Reproduce every row below without any changes, and leave the pictures out.

INFORMATION PROVIDED:

===

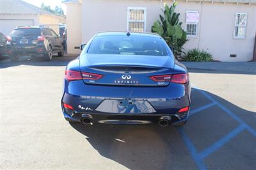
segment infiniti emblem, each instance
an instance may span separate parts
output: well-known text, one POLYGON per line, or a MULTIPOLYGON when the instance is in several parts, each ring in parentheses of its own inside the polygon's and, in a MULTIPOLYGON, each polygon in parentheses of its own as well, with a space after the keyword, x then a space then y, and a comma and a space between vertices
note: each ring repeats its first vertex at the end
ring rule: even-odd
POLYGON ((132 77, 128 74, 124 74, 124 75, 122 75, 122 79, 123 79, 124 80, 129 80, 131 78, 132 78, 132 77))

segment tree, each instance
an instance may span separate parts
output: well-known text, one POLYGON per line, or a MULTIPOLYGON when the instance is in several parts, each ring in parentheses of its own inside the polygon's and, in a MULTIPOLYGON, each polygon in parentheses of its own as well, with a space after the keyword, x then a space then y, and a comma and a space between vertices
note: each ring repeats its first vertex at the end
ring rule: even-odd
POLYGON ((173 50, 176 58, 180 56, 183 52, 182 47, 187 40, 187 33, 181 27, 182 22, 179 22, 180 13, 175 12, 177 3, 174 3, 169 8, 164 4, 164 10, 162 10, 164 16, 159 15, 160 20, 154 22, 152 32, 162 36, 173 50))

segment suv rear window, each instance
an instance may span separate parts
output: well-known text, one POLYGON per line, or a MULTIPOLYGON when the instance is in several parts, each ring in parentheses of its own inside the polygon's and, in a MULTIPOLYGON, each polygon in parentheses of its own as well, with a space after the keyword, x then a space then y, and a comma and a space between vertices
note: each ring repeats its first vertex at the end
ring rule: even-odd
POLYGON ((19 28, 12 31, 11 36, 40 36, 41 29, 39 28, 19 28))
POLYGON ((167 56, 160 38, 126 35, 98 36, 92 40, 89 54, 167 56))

===

WRITTEN RESPONSE:
segment infiniti emblem, each instance
an instance may span separate parts
output: well-known text, one POLYGON per line, or a MULTIPOLYGON when the instance is in several parts, each ring in parentheses of its own inside the polygon's and, in a MULTIPOLYGON, each polygon in parentheses of its own as well, with a space after the keyword, x then a space then y, and a comma and a space between vertices
note: each ring repeats its first vertex at the end
ring rule: even-odd
POLYGON ((132 77, 128 74, 124 74, 124 75, 122 75, 122 79, 123 79, 124 80, 129 80, 131 78, 132 78, 132 77))

segment tree, each instance
an instance may span separate parts
output: well-known text, one POLYGON per line, or a MULTIPOLYGON when the instance is in several parts, each ring in parentheses of its own inside the polygon's and, in a MULTIPOLYGON, each polygon in parentheses of its own as well, with a space after the keyword, x then a space then y, and a comma and a space between vertices
note: each ring repeats its first vertex at the end
ring rule: even-odd
POLYGON ((173 50, 176 58, 180 56, 183 52, 182 47, 187 40, 187 33, 181 27, 182 22, 179 22, 180 13, 175 12, 177 3, 174 3, 169 8, 164 4, 164 10, 162 10, 164 16, 159 15, 160 20, 154 22, 152 32, 162 36, 173 50))

segment suv rear window, each instance
an instance may span separate parts
output: well-known text, one POLYGON per line, or a MULTIPOLYGON when the instance is in several parts, each ring in parentheses of its own inside the polygon's and, in a MULTIPOLYGON, each polygon in parentheses of its own as well, with a space after the keyword, x then a space then y, and a comma and a space between vertices
note: each ring repeats its first vertex at the end
ring rule: even-odd
POLYGON ((19 28, 12 31, 11 36, 40 36, 41 29, 39 28, 19 28))
POLYGON ((167 56, 160 38, 126 35, 98 36, 92 40, 89 54, 167 56))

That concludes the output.